>> BEGIN Records for this task

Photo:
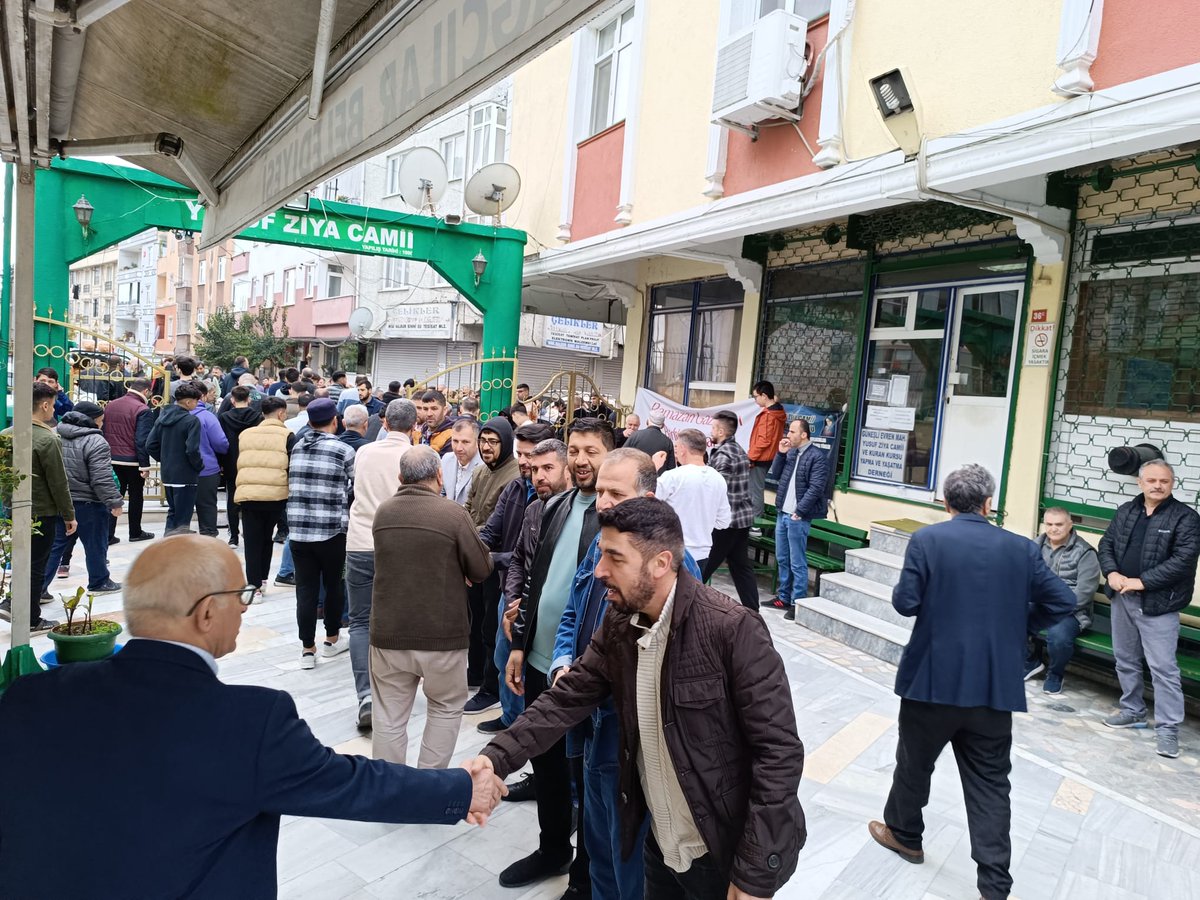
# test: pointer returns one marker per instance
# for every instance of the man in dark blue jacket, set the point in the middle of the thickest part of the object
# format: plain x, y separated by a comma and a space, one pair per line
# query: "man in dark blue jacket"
799, 498
977, 591
215, 765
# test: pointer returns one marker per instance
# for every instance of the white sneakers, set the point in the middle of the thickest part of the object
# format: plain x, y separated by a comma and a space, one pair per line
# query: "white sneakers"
309, 658
331, 649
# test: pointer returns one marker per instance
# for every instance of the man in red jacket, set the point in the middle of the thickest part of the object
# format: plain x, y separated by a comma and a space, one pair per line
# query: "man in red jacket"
768, 430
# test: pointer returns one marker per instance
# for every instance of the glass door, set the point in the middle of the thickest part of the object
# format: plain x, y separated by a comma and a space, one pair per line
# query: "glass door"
899, 424
979, 384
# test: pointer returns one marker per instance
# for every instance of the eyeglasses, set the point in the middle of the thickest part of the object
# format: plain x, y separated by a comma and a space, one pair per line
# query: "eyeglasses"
245, 597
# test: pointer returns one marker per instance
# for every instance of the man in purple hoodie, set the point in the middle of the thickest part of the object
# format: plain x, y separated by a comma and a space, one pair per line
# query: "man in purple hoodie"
213, 443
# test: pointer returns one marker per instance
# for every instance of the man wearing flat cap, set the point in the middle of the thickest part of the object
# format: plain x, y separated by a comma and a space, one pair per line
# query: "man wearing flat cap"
321, 474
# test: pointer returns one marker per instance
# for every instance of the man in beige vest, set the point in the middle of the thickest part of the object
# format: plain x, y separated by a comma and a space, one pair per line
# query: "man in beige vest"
262, 487
420, 636
376, 479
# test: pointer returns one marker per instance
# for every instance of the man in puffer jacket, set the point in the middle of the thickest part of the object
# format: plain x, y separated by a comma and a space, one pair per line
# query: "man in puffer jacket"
94, 493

>> END Records for this task

→ **Problem details**:
Restate the data above exactly, stripping out each image.

→ **Exercise answer**:
Photo:
# test: pointer returns one marker per instance
# for every instance of the man in dark blue jacket, set the point in the middle of the thickest part of the object
# format: plain x, y separated by a comma and a space, one pair per line
# query: "man in dark blue jacket"
799, 498
977, 591
215, 765
# test: pointer returns one marker per instance
# for every instance of the white sneakers, set the point in the middle of the thickest part of the object
# format: plain x, y separated by a comma and a space, one pair per line
# query: "white sneakers"
309, 658
331, 649
# test: pointer returns one marker per instance
# for every instance of the man in red jacket, set the point in the middle of the thickest part of the object
# format: plain x, y separated by a comma and a space, one pair per line
# query: "man in red jacket"
768, 430
# test: pointer returns one marker per instance
# for every instance of the glass door, set the point in the middle of the thickest part of the object
# format: plain x, y separated by a comma and a space, one pair per line
# query: "glass door"
899, 424
979, 384
# test: pointer returns one marker per instance
# for every instance of the eyeglasses, set the point in the middle of the thickest part of the object
# format: plain x, y separated by a comma and a space, one pair per line
# query: "eyeglasses"
245, 597
# test: pointer returns one marker per instance
# for every instance of the man in purple hoodie, set the point in the middle of the thickest part of the object
# format: plain x, y separated by a comma and a space, one pair per line
# query: "man in purple hoodie"
213, 443
# test: pointer returns one marker per instance
# for every instance of the man wearing flat cap, set the point in the middle of the thickest part of the object
# format: plain x, y separated by a comma and a space, one pair per line
# query: "man wearing flat cap"
321, 474
# test: pointer returns one marker per instance
# for every instance of the man in beige vest, set the point in the middle of the thickest part of the object
# format: plain x, y separated by a comma and a space, one pair per line
# query: "man in beige vest"
262, 487
420, 636
376, 479
# test: pointer returns one marker per instance
# for every instance of the man in puffer jacket, set the point in the middle of the thickest part of the object
# format: plain x, y separated by a comma and a space, one pair per line
# query: "man in puffer jacket"
94, 493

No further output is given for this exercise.